### TASK DESCRIPTION
Swap "white road marking" for "painted lane marking" in the material from the line with "Tight boxes only — no extra padding. Annotate the traffic" to the line with "[0,105,364,220]", and return only those lines with everything else left unchanged.

### EXERCISE DATA

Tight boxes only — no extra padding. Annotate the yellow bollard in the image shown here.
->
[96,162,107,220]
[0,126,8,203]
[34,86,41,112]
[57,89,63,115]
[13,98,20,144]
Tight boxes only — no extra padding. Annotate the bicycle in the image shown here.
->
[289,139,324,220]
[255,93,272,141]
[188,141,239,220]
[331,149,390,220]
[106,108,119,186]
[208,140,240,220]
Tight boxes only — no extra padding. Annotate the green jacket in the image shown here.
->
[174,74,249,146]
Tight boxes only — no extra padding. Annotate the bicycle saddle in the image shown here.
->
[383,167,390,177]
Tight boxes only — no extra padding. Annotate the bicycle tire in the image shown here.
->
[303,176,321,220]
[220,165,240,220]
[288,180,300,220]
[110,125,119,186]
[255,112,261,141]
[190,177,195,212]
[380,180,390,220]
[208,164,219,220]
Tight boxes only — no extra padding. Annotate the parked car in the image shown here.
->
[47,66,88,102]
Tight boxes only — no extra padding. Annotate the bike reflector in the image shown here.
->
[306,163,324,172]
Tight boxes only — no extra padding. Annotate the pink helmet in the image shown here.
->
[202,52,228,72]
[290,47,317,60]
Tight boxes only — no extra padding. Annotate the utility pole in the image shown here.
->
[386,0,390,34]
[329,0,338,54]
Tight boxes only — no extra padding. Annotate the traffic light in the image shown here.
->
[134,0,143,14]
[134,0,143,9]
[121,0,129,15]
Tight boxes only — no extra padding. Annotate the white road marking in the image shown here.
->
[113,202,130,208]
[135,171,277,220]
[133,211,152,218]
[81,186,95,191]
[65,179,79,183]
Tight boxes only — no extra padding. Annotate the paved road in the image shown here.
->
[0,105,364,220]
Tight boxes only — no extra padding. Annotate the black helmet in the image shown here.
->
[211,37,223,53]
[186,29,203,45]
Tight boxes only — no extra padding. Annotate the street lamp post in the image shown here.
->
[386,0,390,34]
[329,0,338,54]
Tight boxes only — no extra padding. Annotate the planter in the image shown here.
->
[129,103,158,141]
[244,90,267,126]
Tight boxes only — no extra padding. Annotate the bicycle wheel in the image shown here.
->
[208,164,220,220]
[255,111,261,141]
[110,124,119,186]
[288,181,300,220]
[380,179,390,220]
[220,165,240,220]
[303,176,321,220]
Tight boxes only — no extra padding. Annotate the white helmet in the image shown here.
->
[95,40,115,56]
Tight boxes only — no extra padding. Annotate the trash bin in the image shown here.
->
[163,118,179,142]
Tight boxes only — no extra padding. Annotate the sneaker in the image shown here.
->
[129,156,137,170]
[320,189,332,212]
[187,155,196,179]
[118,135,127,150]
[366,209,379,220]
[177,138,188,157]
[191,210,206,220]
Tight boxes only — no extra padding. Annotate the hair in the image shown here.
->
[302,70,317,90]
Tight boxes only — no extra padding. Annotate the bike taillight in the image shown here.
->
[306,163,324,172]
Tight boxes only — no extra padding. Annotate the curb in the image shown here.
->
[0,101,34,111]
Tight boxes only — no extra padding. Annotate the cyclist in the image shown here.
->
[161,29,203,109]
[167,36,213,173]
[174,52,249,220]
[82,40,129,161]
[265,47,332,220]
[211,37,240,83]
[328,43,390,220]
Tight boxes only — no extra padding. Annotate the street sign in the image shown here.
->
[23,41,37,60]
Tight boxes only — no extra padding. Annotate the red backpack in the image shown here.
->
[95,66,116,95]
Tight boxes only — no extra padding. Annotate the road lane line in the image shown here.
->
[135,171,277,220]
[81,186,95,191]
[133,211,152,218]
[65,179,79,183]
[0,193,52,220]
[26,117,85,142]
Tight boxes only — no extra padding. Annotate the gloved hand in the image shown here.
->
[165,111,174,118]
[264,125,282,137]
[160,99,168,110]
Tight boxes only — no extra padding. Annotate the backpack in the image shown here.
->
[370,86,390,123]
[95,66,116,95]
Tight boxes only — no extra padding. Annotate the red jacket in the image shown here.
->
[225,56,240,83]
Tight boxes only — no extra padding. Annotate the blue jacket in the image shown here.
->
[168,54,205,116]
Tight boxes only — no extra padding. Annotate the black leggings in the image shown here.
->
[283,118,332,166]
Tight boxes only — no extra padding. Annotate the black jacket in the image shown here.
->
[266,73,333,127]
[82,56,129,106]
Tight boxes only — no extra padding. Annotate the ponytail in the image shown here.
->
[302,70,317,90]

### EXPECTED ANSWER
Tight boxes only — no extra padding. Annotate the traffic light in the image shown here.
->
[134,0,143,14]
[134,0,143,9]
[121,0,129,15]
Tight boxes only — no extra padding. Annotate the painted lane marking in the image shown here.
->
[113,202,130,208]
[135,171,277,220]
[133,211,152,218]
[81,186,95,191]
[65,179,79,183]
Tight boxes only — no extra padding. Annotate the paved road in the image shown here.
->
[0,105,364,220]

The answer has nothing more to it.